* Extract to read
Zork I begins with the unnamed player character near a white house in a small, self-contained area; most of the game occurs underground, as do the subsequent episodes. In Zork II the player learns of the Flatheads, and meets the Wizard of Frobozz, who was once a respected enchanter but was exiled by Lord Dimwit Flathead when his powers began to fade. The wizard appears randomly throughout the game and casts spells that begin with the letter "F" on the player. These have several effects, such as "Fluoresce", which causes the player to glow, and "Freeze", which keeps the player stuck in place for a few turns. In Zork III the player character gathers the garb of the Dungeon Master to become his successor. Once the player has all the items, they must feed an elderly man, who reveals himself as the Dungeon Master and shows them the doorway leading to the final hallway. After the player solves the final puzzles, the Dungeon Master appears and transforms the player to look like himself, signifying the player's succession to his position.
Tim Anderson, Marc Blank, Bruce Daniels, and Dave Lebling began developing Zork in May 1977. The four were members of the Dynamic Modelling Group, a computer science research division at the Massachusetts Institute of Technology (MIT) Laboratory for Computer Science—Anderson, Blank, and Daniels as students and Lebling as a research staff member. Their work was inspired by Colossal Cave Adventure, a text-based game that is the first well-known example of interactive fiction and the first well-known adventure game. Adventure was immensely popular among the small population of computer users of the time and a big hit at MIT in early 1977. By the end of May, players had managed to completely solve it.
The four programmers began to design a game that would be a "better" text adventure game, with inputs more complex than Adventure's two-word commands and puzzles less obtuse. They believed that their division's MDL programming language would be better suited for processing complex text inputs than the Fortran code used in Adventure. The group was familiar with creating video games: Blank and Anderson had worked on a multiplayer trivia game called Trivia (1976), and Lebling was heavily involved with Maze (1973), a multiplayer first-person shooter and the first 3D first-person game ever made. Lebling first created a natural language input system, or parser, that could process typed two-word instructions. Anderson and Blank built a small prototype text game to use it. Zork's prototype was built for the Digital Equipment Corporation (DEC) PDP-10 mainframe computer, the only system that supported their programming language.

* Data extract
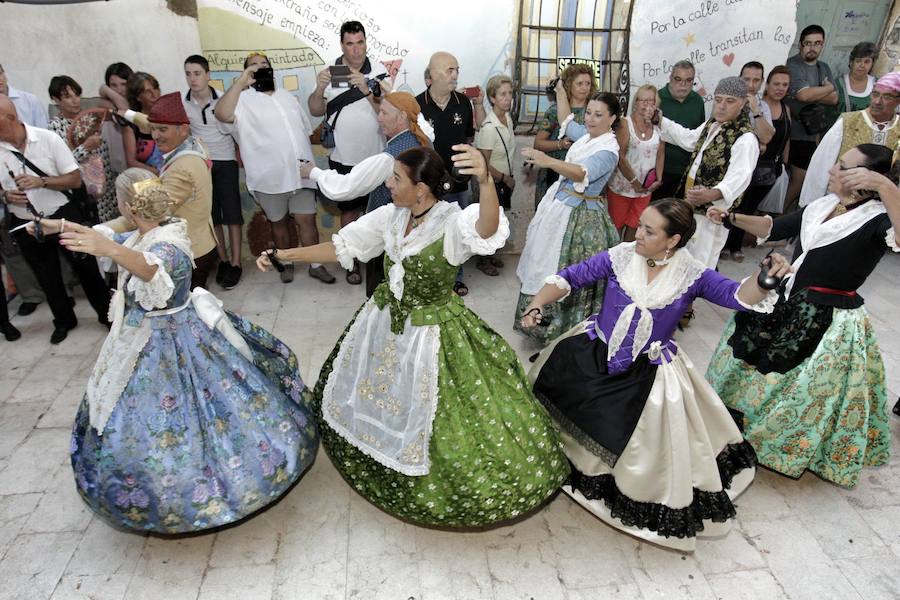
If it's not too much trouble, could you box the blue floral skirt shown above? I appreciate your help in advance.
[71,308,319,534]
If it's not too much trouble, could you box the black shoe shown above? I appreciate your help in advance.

* Tasks for this exercise
• 1. From the passage on Zork, render this sentence in Spanish: "Lebling first created a natural language input system, or parser, that could process typed two-word instructions."
• 2. Resume the passage on Zork after its final sentence and carry the account forward.

* Task answers
• 1. Lebling creó primero un sistema de entrada en lenguaje natural, o analizador sintáctico, que podía procesar instrucciones escritas de dos palabras.

• 2.
While Lebling took a two-week vacation, Anderson, Blank, and Daniels designed an adventure game concept, which Anderson and Blank then developed as an early version of Zork. This prototype contained simple versions of many concepts seen in the final game, including puzzles and locations. According to Anderson, "it took time for people to learn how to write good problems", and Lebling's first, uncomplex parser was only "almost as smart as Adventure's". The game was unnamed, but the group had a habit of naming their programs "zork" until they were completed, a term in the MIT community for an in-development program. The group, referring to themselves as the "implementers", continued working on the game after Lebling returned, adding features and iterating on the parser through June 1977. Grues were added to replace pits that would kill players in the dark; while play-testing, Lebling noticed that his character fell into a pit while in the attic of the house.
Lebling contends that Adventure was one of Zork's only influences, as there were few other games to emulate at the time. Although the game's combat is based on Dungeons & Dragons, Lebling said the other developers had never played it. He also thought of the parser and associated text responses as taking on the role of the Dungeon Master from a Dungeons & Dragons game, trying to lead the player through a story solely by describing it; this had also been the idea behind the parser in Adventure.
The developers did not announce their game while it was in development, but a lack of security on the MIT systems meant that anyone who could access the PDP-10 computer over the ARPANET could see what programs were being run. As a result, a small community of people, many of whom had been involved in playing and contributing to Trivia, would "snoop" on the system for new programs. They found the new "Zork" adventure game and spread word of it under that name. This community—dozens or possibly hundreds of players, according to Lebling—interacted with the developers as they created the game, playtesting additions and submitting bug reports. The implementers added a command transcript feature to keep track of what commands players tried to use unsuccessfully.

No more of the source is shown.